# Short task
Rewrite the passage on political labels starting with "This issues is more" and going on through "my full support.", changing "mainstream media" to "news outlets".

Does the author offer any demographic or polling data to give evidence for his claim that the conservative movement is a “Big Tent”? Having a wide range of conservative-to-rightwing members/supporters isn’t necessarily the same thing as “Big Tent”. What evidence is there that most Americans ascribe to these views? It is possible that supposed “Big Tent” conservatism is broad in some ways while also being shallow in other ways.

An important confusion is the difference between symbolic and operational forms of ideologies. 

Most Americans, when given a forced choice, choose to self-identify as ‘conservative’. But when given an unforced choice, most Americans choose ‘moderate’. Also, many more Americans will choose to self-identify as ‘progressive’ than will choose to self-identify as ‘liberal’, but even more interesting is the fact that also more self-identify as ‘progressive’ than as ‘conservative’. This goes against the assumption that Americans see progressivism and liberalism as the same and it undercuts the conclusion that most Americans are truly conservative… or else it implies that most Americans are generally confused/uncertain about the meaning of labels (and if that is the case, all these polling about self-identified labels may be less than useful and accurate in telling us much of anything about the general public’s view on politics and ideologies). 

This issues is more complex than it gets presented in the mainstream media and by partisan politics.

I wonder about the author’s argument, as I see lots of evidence to the contrary or else evidence that complicates simple assessments and straightforward conclusions. But I always listen to opposing arguments and take them on their merits. The only way I can judge the merits of this particular argument is to see what objective evidence can be offered, either by the author or others who agree with the authors, but I’m not feeling motivated to buy and read this book. I see the premise for this argument as more of a hope than a reality. Even so, if these authors and those who agree with them want to try to make it a reality, I give them my full support.

# Data lines
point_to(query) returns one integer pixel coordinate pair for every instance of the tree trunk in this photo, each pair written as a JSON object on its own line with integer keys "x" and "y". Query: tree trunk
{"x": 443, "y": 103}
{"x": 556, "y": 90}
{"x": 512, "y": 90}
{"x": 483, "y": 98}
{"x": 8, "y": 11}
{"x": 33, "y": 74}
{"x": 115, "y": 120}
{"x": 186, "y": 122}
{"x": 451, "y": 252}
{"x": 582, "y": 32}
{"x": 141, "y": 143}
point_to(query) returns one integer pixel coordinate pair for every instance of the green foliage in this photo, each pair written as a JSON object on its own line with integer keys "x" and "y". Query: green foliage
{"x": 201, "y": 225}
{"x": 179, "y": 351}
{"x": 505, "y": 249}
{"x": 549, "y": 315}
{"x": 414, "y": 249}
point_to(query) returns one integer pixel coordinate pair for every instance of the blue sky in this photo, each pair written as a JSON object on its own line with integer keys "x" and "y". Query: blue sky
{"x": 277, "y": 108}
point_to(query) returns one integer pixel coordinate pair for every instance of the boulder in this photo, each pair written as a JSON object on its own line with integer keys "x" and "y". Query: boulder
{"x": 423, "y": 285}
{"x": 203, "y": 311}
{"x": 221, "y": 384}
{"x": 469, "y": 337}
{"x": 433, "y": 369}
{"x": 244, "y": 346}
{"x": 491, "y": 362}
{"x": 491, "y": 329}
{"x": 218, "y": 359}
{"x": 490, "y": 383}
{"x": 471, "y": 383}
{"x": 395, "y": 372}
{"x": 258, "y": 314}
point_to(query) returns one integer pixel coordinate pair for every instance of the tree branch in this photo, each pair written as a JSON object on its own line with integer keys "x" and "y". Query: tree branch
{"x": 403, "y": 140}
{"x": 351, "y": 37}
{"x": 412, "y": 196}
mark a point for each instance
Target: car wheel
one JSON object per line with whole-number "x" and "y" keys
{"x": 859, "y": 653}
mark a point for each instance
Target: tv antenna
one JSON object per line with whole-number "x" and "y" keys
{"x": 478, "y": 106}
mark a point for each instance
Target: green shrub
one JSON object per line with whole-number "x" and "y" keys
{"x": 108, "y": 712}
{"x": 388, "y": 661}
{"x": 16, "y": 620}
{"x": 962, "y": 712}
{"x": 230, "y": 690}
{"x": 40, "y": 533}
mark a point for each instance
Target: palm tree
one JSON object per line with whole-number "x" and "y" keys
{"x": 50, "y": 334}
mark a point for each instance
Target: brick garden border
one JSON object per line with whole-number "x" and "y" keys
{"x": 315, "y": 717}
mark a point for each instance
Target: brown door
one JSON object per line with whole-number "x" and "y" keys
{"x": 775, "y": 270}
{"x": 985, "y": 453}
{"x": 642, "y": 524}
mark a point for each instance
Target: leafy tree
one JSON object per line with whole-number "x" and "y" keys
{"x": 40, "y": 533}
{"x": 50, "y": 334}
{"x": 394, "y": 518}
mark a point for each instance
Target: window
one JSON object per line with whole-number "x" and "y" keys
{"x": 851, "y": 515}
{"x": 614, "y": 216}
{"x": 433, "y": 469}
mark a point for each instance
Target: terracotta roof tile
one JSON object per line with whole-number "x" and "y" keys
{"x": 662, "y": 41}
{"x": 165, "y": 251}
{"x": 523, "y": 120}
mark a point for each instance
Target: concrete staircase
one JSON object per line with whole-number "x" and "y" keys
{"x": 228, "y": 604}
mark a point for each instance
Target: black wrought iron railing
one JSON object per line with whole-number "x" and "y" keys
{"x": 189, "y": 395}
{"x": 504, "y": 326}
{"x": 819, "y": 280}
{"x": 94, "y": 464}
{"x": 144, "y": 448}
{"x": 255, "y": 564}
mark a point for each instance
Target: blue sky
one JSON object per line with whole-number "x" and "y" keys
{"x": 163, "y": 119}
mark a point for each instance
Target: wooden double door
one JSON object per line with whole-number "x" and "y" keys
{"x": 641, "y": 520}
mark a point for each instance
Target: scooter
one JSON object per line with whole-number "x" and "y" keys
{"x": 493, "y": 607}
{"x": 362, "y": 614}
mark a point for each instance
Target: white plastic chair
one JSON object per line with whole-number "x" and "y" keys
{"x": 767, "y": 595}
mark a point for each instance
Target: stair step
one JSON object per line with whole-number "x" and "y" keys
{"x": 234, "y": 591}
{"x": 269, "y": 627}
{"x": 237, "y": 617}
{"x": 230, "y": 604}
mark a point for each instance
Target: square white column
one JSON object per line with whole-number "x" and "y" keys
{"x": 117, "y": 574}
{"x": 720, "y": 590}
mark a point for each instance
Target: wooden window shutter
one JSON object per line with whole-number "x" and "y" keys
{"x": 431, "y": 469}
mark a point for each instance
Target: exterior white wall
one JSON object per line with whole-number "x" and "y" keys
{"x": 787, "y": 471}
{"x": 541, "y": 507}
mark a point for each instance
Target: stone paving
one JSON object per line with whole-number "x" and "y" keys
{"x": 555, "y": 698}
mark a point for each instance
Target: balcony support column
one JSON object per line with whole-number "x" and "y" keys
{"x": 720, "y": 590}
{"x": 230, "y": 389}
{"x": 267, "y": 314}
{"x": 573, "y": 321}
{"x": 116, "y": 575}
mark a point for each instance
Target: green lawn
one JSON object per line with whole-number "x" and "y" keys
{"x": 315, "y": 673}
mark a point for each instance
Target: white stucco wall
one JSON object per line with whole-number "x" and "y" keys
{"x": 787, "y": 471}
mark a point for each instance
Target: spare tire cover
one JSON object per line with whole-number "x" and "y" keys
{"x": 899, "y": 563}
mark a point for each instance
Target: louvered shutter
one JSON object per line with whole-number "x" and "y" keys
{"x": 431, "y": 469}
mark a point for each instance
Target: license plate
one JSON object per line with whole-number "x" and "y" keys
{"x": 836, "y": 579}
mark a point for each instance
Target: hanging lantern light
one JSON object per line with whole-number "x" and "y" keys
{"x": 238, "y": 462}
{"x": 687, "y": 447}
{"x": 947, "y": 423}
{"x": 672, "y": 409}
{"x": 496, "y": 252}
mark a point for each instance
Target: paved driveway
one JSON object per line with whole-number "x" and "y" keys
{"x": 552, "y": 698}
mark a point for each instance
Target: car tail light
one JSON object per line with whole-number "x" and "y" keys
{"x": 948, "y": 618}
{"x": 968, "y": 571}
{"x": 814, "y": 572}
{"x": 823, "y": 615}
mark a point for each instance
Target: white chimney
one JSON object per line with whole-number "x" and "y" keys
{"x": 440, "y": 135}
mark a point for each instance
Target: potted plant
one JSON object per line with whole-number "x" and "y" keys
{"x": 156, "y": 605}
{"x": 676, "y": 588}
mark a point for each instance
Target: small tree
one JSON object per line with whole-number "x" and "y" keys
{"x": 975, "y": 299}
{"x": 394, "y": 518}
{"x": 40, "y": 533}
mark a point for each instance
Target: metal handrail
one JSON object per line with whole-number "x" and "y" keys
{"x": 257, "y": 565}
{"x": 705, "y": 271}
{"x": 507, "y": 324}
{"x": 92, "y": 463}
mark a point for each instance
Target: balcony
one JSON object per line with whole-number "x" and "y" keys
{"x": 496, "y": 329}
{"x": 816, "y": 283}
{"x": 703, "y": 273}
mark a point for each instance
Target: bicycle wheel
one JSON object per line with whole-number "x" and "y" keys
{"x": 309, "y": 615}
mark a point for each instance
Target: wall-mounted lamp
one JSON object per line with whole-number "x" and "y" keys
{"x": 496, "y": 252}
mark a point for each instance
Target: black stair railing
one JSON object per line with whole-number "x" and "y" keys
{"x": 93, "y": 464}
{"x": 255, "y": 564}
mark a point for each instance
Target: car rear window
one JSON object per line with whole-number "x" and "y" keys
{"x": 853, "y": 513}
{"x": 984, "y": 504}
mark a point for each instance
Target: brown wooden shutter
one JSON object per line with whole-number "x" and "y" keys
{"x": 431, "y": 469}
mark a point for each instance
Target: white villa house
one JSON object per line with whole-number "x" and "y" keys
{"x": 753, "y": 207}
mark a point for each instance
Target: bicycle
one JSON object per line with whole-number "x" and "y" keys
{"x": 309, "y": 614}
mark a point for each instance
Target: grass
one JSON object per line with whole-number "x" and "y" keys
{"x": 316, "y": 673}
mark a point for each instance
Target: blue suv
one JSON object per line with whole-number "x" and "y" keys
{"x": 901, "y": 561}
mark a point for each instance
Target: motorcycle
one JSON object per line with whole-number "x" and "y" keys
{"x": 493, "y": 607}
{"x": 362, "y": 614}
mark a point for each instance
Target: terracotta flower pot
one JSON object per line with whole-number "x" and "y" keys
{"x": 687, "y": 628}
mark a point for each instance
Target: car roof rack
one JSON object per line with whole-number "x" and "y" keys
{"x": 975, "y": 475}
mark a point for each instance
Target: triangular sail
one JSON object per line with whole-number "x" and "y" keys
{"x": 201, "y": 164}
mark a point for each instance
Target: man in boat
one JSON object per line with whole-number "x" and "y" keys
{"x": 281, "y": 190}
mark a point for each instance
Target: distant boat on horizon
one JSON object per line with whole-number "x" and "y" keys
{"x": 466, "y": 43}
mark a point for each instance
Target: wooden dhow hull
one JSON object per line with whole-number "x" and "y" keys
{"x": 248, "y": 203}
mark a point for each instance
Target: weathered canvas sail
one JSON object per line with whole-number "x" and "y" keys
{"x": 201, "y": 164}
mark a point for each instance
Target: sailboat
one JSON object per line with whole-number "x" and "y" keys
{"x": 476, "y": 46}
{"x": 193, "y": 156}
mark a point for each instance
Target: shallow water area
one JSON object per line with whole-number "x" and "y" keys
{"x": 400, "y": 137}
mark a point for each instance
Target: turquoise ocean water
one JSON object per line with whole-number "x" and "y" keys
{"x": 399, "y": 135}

# Result for this task
This issues is more complex than it gets presented in the news outlets and by partisan politics.

I wonder about the author’s argument, as I see lots of evidence to the contrary or else evidence that complicates simple assessments and straightforward conclusions. But I always listen to opposing arguments and take them on their merits. The only way I can judge the merits of this particular argument is to see what objective evidence can be offered, either by the author or others who agree with the authors, but I’m not feeling motivated to buy and read this book. I see the premise for this argument as more of a hope than a reality. Even so, if these authors and those who agree with them want to try to make it a reality, I give them my full support.